| Фрагмент письма |
/---

По-моему — это порочность.
_____
Начала было — точно уже в ответ на Ваше письмо приводить в порядок все свои стихи после «После-России», — их много, но почти нет дописанных: не успевала. Но вот — уход Али (чистка) и болезнь Мура и С<ергея> Я<ковлевича>.
Но — ничего: постараюсь. Это — нужно сделать, чтобы что-нибудь от этих лет — осталось, кроме Алиного померанцевого румянца и бирюзовых пуговиц в ушах.
Сделаю.
Ибо никто из нас не знает — когда.
_____
П<авел> П<авлович> Гронский в восторге от статьи А<льфреда> Л<юдвиговича> о Белла-Донне. Передайте, пожалуйста. Прямо — сиял. Матери, после чтения, еще не видела. Она все хворает.
…Мне очень нравится о сложности, которая не-сложность [993]. Тонко и точно. Я, в конце концов, человек элементарный, люблю самые простые вещи. Сложна я была только в любовной любви, да и то — если гордость — сложность. (По мне — сама простота. Но дает — сложные результаты.)
Да и Пруст [994] — прост. И Рильке. — Утверждаю.
_____
Андреева переписала мне мое о Гронском на машинке, — только нужно вставить К (эта буква — выпала). Засяду, сделаю, пришлю.

\---

| Задания |
**a)** Повторите часть фрагмента письма: начните со слов «Ибо никто из» и остановитесь после слов «Она все хворает.».
**b)** Кто, согласно фрагменту письма, переписал на машинке текст о Гронском?

| Предоставленные строки |

/---

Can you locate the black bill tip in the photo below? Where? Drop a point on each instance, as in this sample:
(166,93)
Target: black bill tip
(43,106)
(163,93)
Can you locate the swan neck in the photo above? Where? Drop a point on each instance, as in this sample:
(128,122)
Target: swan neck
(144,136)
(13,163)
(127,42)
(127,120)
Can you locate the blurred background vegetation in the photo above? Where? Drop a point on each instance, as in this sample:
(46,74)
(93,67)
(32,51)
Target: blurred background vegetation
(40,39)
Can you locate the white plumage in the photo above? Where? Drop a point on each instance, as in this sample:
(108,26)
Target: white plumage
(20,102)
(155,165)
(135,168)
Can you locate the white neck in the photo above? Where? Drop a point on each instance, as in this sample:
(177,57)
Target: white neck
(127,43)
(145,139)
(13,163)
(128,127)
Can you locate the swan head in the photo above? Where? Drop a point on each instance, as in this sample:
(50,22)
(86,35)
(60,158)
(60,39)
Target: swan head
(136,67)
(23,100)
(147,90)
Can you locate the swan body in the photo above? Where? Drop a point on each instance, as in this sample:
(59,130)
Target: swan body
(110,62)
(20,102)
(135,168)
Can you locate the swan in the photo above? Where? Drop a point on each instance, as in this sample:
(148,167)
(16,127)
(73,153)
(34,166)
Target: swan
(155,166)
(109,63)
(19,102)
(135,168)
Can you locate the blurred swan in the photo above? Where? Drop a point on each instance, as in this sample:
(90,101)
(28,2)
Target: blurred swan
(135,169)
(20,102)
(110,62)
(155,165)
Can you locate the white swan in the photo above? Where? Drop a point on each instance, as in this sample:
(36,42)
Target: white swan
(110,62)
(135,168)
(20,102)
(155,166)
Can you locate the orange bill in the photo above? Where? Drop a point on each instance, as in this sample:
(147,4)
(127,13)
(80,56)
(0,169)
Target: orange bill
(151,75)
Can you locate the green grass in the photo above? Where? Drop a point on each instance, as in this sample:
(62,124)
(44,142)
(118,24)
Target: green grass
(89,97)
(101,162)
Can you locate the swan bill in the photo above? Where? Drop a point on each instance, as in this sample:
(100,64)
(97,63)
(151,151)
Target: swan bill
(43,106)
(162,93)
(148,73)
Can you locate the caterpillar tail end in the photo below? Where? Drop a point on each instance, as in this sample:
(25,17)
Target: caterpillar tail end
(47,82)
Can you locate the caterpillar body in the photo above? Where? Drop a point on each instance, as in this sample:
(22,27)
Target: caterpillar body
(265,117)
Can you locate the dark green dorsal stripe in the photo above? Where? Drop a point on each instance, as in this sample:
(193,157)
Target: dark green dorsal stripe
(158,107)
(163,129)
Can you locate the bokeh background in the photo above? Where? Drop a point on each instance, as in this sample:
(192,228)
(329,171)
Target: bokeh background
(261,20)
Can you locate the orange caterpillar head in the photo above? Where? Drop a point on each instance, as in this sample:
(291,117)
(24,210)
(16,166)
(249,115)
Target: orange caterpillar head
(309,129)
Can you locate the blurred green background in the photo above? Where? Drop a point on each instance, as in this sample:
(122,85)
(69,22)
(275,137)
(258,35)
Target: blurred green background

\---

| Ответы |
**a)**
Ибо никто из нас не знает — когда.
_____
П<авел> П<авлович> Гронский в восторге от статьи А<льфреда> Л<юдвиговича> о Белла-Донне. Передайте, пожалуйста. Прямо — сиял. Матери, после чтения, еще не видела. Она все хворает.

**b)** Андреева.